GIVEN TASK
Copy the records below, starting at the line that contains "Target: brick wall" and ending at the final line of the records, keeping every line, requests included. Offset each coordinate value in the answers by adding 33 to it.

Point annotation dataset records
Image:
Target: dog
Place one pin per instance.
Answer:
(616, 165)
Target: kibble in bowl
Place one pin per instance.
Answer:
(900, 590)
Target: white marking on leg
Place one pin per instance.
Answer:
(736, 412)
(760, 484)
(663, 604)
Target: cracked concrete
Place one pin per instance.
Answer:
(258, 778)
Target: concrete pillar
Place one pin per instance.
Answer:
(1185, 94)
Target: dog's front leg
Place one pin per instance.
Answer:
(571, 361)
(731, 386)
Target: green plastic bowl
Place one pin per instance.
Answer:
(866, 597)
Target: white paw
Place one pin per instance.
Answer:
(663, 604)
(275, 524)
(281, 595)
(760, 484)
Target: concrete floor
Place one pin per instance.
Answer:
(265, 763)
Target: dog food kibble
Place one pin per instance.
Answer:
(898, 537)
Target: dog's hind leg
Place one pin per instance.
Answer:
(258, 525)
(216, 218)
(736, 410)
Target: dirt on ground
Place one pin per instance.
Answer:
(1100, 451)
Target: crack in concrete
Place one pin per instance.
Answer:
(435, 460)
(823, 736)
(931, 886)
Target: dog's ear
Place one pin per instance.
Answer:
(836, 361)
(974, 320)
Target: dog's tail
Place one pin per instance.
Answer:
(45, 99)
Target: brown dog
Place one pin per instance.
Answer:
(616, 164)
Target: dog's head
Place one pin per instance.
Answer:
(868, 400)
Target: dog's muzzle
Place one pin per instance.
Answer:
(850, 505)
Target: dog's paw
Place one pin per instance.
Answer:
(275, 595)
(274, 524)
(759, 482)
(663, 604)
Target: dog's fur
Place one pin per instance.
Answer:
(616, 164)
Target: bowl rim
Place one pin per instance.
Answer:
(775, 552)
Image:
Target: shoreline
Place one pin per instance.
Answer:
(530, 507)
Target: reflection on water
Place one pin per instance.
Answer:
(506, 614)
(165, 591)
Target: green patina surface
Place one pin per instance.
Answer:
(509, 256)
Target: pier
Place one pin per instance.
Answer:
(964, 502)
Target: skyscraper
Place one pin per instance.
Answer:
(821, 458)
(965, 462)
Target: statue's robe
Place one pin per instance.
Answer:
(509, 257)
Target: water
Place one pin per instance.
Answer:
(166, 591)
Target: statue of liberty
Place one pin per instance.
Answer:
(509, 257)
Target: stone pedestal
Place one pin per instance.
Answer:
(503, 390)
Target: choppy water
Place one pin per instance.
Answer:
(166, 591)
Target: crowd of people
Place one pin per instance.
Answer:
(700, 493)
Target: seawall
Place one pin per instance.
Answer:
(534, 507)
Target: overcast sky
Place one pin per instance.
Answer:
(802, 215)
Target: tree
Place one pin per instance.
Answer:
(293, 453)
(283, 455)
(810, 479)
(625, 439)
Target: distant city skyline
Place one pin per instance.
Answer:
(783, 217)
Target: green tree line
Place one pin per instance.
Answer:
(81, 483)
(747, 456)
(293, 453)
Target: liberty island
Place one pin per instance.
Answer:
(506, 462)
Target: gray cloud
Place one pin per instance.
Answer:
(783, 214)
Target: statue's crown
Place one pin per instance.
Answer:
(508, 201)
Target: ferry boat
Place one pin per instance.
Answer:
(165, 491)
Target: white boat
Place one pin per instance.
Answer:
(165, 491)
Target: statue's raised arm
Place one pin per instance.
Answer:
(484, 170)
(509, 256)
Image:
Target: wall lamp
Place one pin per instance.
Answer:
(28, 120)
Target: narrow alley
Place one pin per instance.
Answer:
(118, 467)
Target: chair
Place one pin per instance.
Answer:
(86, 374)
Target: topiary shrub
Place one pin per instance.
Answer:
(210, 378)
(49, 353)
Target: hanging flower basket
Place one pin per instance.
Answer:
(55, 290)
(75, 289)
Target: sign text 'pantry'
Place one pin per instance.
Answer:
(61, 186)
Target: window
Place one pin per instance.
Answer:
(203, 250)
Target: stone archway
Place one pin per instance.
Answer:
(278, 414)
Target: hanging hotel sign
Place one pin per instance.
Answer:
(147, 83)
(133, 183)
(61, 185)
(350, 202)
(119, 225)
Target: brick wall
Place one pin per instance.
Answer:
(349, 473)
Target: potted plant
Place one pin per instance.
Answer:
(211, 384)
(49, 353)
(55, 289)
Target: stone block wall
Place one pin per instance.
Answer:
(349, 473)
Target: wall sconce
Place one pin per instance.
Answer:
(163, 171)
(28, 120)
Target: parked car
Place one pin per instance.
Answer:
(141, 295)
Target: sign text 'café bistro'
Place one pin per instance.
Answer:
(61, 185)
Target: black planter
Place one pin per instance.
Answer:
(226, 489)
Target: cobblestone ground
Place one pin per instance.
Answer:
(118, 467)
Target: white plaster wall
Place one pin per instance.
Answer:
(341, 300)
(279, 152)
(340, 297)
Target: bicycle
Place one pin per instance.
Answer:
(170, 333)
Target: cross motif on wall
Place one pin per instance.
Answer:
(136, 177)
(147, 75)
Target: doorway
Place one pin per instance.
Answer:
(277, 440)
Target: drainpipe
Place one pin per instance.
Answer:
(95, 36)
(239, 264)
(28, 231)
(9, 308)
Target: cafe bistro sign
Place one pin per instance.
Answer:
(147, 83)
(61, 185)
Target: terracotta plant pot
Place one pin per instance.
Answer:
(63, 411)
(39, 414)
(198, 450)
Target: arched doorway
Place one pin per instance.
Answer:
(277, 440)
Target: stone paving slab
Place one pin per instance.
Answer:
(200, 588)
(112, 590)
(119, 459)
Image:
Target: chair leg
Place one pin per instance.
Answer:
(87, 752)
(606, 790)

TASK OUTPUT
Target: brick wall
Place one pin per instance.
Answer:
(382, 506)
Target: potted plant
Place one pin per instance.
Answer:
(244, 417)
(82, 386)
(88, 322)
Target: stone block wall
Place one pin per instance.
Answer:
(382, 506)
Target: wall sconce
Place one pin per instance.
Answer:
(196, 204)
(61, 153)
Target: parked car
Place one pin per instance.
Answer:
(174, 328)
Target: sign text 'café bistro'
Place one pin per instance.
Answer:
(94, 218)
Target: black planter
Place one pin per instance.
Answer:
(259, 522)
Target: cobblestone ground
Place one pin per instance.
Answer:
(151, 500)
Target: white plaster wall
Place one pin per instance.
Answer:
(374, 333)
(312, 185)
(373, 330)
Target: bicycle
Place one pin per instance.
Answer:
(203, 366)
Target: cross motif on wall
Place one pin per instance.
Answer:
(169, 210)
(180, 108)
Target: doorway
Place one pin per instance.
Answer:
(310, 473)
Target: drainpipe
Place one pin per instance.
Answer:
(128, 69)
(272, 297)
(61, 264)
(42, 341)
Target: cafe bistro sign
Place one pin per instance.
Answer:
(180, 116)
(94, 218)
Target: terracotta plant pot
Place one pin per instance.
Answer:
(96, 444)
(72, 447)
(231, 483)
Target: arched doorway
Place one pin per instance.
Answer:
(310, 473)
Target: stone paving slab
Place one pin per instance.
Answer:
(233, 621)
(145, 623)
(152, 492)
Image:
Target: chair leg
Place one pin per instance.
Answer:
(120, 785)
(639, 823)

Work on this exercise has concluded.